Understanding the storage that the system had when it booted is the next step. Open the Menu -> Trace -> System Configuration. Then open the Storage tab. See that there were 2 disks with 1 partition each, formatted as C: and E:. These disks were virtualized disks and there is no way in the trace to understand what storage subsystem was used to store the virtual hard disks.

We can however check the performance of the storage. Open the Storage panel -> Disk Usage graph. Use the View Editor(gear icon) to add the following columns in order.

Priority | Disk | IO Type | Path Tree | GOLDENBAR | Process | Size (B) Sum | Disk Service Time (us) Avg | Global IO Time (us) Avg | IO Time (us) Avg | Global IO Time (us) Sum | IO Time (us) Sum | QD/I | Complete Time (s) | BLUEBAR | Disk Service Time (us) Sum

Disk Usage Columns

I like to select the Normal priority and right-click Filter To Selection to remove any Low and Very Low IO. These IOs which were introduced in Windows Vista are low priority and only serviced when there is spare time, only normal and high priority IO are important usually in troubleshooting disk performance.

If you look at the Disk Service Time (us) Avg for all Normal IO it shows that the average latency of the disks were 63.617284ms which is pretty bad. That is about the same as a very bad performing 5,400RPM or less HDD. If you then open the disk 0 and 1 to the IO Types you see that for disk 0 the writes are much worse than the reads; write average is 450.907036ms and reads 4.377482ms. The write latency is almost as bad as a floppy disk while reads are like SSD speed.

Disk 1 averages are super good, NVME SSD speeds, < 1ms average. Open the disk 1 and view the Path Tree information. You should see that E:\pagefile.sys is the highest used file.

Open the disk 0 Path Tree and see that all locations on the disk are very bad performing; this indicates there is an issue with the disk. You can calculate the average bandwidth by dividing the Size (B) by the (Disk Service Time (us) /1,000,000). In this case for the disk 0 Normal IO it would be 1,725,725,184 / 1,212.892997595 = 1,422,817.336254621 MBs. About 1.5 MB per second. That is almost 80x slower than a normal 7,200RPM HDD.

Remediation:

Do not use a cheap flash drive as the storage for your virtual machines.

Answer key for trace; SlowBoot4.etl

Scenario:

An old Windows 7 machine, not on the domain takes ~60 seconds to boot to the desktop. Is this normal for an old machine and OS, or is there something else mysterious going on here?

Analysis:

The old Windows 7 machine has 2 CPU cores and 4GB RAM and a 64GB SATA SSD! Windows 7 on an SSD should boot very quickly so there may be some improvement that can be made in the 60 second boot/logon time. All of this information can be verified in the Menu->Trace->System Configuration tables.
SlowBoot4

The first information to check in a boot trace is the boot phases time chart.

__Data excerpts__.
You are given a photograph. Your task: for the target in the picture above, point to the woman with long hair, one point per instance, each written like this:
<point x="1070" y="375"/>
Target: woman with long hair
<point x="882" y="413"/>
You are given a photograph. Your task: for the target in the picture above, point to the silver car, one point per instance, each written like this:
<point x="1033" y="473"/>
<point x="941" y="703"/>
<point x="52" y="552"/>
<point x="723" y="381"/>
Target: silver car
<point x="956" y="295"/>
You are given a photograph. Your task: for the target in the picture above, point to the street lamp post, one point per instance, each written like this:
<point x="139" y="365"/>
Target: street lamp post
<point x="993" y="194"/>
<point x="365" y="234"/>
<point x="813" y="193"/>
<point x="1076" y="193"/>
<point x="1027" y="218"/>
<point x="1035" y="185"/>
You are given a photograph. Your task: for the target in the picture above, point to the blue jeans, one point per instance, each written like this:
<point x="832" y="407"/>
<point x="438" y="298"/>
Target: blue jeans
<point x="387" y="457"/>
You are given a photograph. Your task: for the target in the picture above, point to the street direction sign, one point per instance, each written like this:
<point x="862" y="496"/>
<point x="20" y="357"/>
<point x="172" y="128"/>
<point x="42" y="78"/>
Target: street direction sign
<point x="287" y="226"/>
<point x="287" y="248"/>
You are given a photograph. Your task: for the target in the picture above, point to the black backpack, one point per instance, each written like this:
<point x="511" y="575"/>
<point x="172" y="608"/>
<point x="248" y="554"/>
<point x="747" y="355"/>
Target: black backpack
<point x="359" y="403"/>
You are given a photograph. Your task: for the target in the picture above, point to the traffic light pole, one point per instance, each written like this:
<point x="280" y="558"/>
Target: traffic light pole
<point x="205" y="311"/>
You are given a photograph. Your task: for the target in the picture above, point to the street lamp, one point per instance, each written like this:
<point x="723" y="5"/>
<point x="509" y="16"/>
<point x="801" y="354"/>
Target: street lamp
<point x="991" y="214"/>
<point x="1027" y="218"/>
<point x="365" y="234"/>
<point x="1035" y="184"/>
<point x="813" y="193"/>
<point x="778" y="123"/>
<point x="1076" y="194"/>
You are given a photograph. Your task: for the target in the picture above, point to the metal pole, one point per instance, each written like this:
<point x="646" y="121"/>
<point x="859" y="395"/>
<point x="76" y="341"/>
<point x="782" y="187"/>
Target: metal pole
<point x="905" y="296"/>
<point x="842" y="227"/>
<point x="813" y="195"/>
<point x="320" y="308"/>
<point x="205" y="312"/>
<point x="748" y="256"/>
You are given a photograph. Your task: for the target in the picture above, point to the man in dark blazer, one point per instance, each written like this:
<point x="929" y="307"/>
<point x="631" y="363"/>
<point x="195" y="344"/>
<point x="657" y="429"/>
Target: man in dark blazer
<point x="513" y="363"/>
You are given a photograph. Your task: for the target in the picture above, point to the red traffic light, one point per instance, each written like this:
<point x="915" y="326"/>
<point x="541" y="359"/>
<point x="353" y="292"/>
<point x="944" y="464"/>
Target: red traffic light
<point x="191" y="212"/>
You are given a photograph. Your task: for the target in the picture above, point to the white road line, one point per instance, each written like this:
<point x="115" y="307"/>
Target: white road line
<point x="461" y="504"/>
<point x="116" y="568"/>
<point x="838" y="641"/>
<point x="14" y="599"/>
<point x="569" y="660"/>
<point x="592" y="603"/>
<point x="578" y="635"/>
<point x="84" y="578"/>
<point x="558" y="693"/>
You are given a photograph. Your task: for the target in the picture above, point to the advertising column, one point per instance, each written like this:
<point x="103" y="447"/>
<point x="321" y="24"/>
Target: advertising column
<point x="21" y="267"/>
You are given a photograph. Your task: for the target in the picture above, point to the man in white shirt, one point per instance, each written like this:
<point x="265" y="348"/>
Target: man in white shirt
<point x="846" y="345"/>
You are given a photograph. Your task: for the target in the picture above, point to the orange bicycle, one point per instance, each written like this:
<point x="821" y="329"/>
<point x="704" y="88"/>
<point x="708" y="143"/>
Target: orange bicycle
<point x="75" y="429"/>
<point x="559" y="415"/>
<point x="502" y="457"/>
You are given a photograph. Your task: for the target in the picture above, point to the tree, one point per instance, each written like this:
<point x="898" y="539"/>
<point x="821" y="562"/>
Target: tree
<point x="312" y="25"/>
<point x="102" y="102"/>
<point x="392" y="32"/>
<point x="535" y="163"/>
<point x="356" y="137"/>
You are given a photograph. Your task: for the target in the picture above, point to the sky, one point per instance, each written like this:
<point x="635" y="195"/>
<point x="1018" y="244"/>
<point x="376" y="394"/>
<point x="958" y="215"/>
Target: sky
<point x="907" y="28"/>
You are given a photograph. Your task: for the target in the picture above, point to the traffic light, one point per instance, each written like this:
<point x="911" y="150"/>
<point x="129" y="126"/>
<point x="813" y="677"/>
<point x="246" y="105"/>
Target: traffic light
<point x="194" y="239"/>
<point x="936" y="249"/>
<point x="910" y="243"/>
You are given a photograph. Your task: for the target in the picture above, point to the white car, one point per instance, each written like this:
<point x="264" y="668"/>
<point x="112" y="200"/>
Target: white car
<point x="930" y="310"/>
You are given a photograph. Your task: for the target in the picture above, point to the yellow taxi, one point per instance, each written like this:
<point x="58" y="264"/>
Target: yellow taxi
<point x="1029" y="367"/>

__Exercise 1__. Reproduce word for word everything in the boot trace write-up from "Understanding the storage" down to "virtual hard disks.".
__Exercise 2__. Give everything in the listing from the line containing "to the yellow" down to the end of the listing as a JSON list of strings, one string per line, with blank lines left out.

__Exercise answer 1__.
Understanding the storage that the system had when it booted is the next step. Open the Menu -> Trace -> System Configuration. Then open the Storage tab. See that there were 2 disks with 1 partition each, formatted as C: and E:. These disks were virtualized disks and there is no way in the trace to understand what storage subsystem was used to store the virtual hard disks.

__Exercise answer 2__.
[
  "You are given a photograph. Your task: for the target in the picture above, point to the yellow taxi, one point per instance, each written like this:",
  "<point x=\"58\" y=\"264\"/>",
  "Target: yellow taxi",
  "<point x=\"1029\" y=\"367\"/>"
]